(BRANO DELL'ESERCIZIO)
________
Con gli anni ’90, l’ingresso del movimento ambientalista e animalista ha accelerato il dibattito, spostando l’attenzione dal solo rendimento alla qualità della vita degli animali. Secondo Bertoni, questa pressione ha contribuito a introdurre checklist e protocolli nazionali per il benessere animale, come quelli oggi richiesti dal Ministero, ma spesso ridotti a un approccio troppo burocratico.

Le checklist non bastano: servono parametri oggettivi

“Superare una checklist non significa automaticamente garantire benessere” – spiega il professore.

Il rischio è ridurre un concetto complesso a una semplice somma di indicatori. Per questo già nel 1999 il gruppo di ricerca di Bertoni aveva sviluppato un “sistema diagnostico integrato”, che prendeva in considerazione non solo le condizioni ambientali, ma anche parametri fisiologici e metabolici: fertilità, longevità, salute, qualità del latte e assenza di patologie come le zoppie.

In altre parole, il benessere animale non si misura solo osservando le strutture o spuntando caselle, ma verificando lo stato reale dell’animale con criteri oggettivi.

Il ruolo della produttività: un equilibrio difficile

Uno dei punti più controversi del dibattito riguarda la correlazione tra benessere e produttività.

Secondo Bertoni, non può esistere un’alta produzione senza benessere: una vacca che produce 40 litri di latte al giorno, per esprimere il suo potenziale genetico, deve avere accesso a corretta alimentazione, cure veterinarie, ambienti sani e gestione adeguata.

Il paragone è con gli atleti: per raggiungere prestazioni elevate servono allenamento, alimentazione equilibrata e salute. Tuttavia, il professore riconosce che oltre certi limiti la produttività può diventare un problema, e che serve sempre valutare la situazione nel suo complesso.

Pascolo: realtà e miti

Uno degli argomenti più dibattuti è il ritorno al pascolo come condizione ideale.

“L’immagine della vacca felice nel prato fiorito è spesso un’illusione”, sottolinea Bertoni.

Nei sistemi intensivi, le bovine ad alta produttività rischiano di non trovare foraggio adeguato o acqua sempre disponibile, senza contare i problemi di parassiti e predatori.

Questo non significa negare il valore del pascolo, ma ricordare che non sempre garantisce le cinque libertà del benessere animale e che, anche in natura, esistono limitazioni e sofferenze.

Il nodo etico: la separazione dei vitelli

Uno dei temi più delicati riguarda l’allontanamento precoce dei vitelli dalle madri, pratica comune negli allevamenti da latte.

L’opinione pubblica fatica ad accettarla, ma secondo Bertoni si tratta di una scelta che ha motivazioni sanitarie e produttive: riduce il rischio di patologie e facilita la gestione della lattazione.

Rinviare la separazione, spiega il professore, potrebbe sembrare più “naturale”, ma alla fine renderebbe il distacco ancora più traumatico sia per la madre che per il vitello. “È una questione etica complessa – afferma – ma il bilancio complessivo porta a ridurre il tempo di contatto”.

Verso un concetto più avanzato di benessere animale

Oggi il dibattito non si limita più ad evitare sofferenze, ma cerca di capire se gli animali possano vivere in condizioni di benessere positivo, cioè non solo senza dolore, ma in una condizione assimilabile a una forma di “felicità”.
________
(COMPITI DA SVOLGERE)
• a. Rispondi a queste domande sul testo sul benessere animale:
(i) In quale anno il gruppo di ricerca di Bertoni aveva sviluppato il "sistema diagnostico integrato"?
(ii) Quanti litri di latte al giorno produce la vacca portata come esempio di alta produzione?
(iii) Quali due tipi di motivazioni attribuisce Bertoni all'allontanamento precoce dei vitelli dalle madri?
• b. Riassumi in due frasi il testo sul benessere animale.

(INFORMAZIONI MOSTRATE)
________
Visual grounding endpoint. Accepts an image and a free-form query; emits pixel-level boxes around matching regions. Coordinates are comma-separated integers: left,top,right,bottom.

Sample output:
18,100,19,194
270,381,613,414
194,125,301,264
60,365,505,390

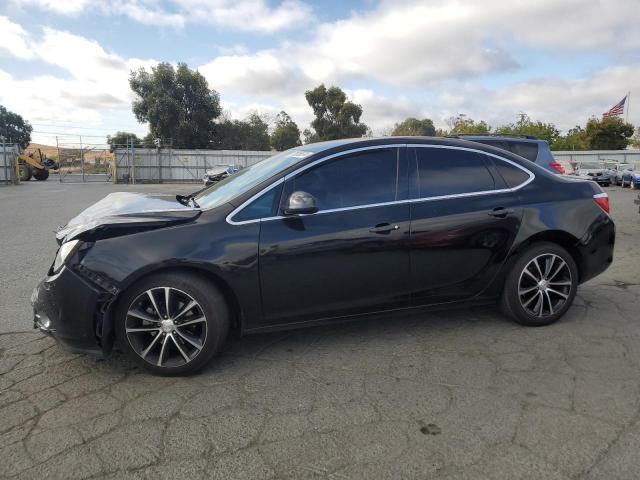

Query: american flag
602,95,627,117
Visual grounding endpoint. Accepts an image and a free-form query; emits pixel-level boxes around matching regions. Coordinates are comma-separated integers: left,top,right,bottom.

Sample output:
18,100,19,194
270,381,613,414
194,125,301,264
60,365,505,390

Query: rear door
260,146,410,325
408,146,529,305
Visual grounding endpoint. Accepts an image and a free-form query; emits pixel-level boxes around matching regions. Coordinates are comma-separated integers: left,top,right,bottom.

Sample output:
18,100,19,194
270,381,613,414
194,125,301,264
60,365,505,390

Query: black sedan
32,137,615,375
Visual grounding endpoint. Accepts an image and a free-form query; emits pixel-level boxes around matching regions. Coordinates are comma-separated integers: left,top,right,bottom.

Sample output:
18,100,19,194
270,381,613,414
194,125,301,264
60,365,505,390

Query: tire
33,168,49,182
18,163,33,182
501,242,578,327
115,271,230,376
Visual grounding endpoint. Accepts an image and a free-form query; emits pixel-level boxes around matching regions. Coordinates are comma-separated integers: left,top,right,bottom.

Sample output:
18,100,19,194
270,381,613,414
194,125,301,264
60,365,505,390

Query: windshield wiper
176,193,200,208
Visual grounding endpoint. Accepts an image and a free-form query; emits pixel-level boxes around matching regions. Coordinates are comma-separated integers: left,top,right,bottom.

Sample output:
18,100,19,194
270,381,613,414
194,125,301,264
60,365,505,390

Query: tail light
593,192,609,213
549,162,564,175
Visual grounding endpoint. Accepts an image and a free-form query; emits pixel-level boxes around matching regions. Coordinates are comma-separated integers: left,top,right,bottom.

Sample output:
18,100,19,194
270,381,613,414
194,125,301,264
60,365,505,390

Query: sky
0,0,640,145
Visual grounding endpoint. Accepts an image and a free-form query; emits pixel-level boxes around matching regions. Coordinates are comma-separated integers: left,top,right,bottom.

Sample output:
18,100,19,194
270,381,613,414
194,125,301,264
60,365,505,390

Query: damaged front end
31,194,201,355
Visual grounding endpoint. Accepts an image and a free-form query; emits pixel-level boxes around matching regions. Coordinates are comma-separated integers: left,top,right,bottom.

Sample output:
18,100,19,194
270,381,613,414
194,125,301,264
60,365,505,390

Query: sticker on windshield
289,150,313,158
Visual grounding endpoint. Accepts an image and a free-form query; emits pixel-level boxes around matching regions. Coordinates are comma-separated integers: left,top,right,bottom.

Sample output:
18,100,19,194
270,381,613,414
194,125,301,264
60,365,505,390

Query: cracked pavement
________
(RISPOSTE AI COMPITI)
• a.
(i) Nel 1999.
(ii) 40 litri.
(iii) Motivazioni sanitarie e produttive.

• b. Secondo Bertoni, le checklist e i protocolli per il benessere animale non bastano e servono parametri oggettivi, anche fisiologici e metabolici. Il pascolo non garantisce sempre le cinque libertà e la separazione precoce dei vitelli ha motivazioni sanitarie e produttive, mentre oggi il dibattito mira a un benessere positivo e non solo all'assenza di sofferenze.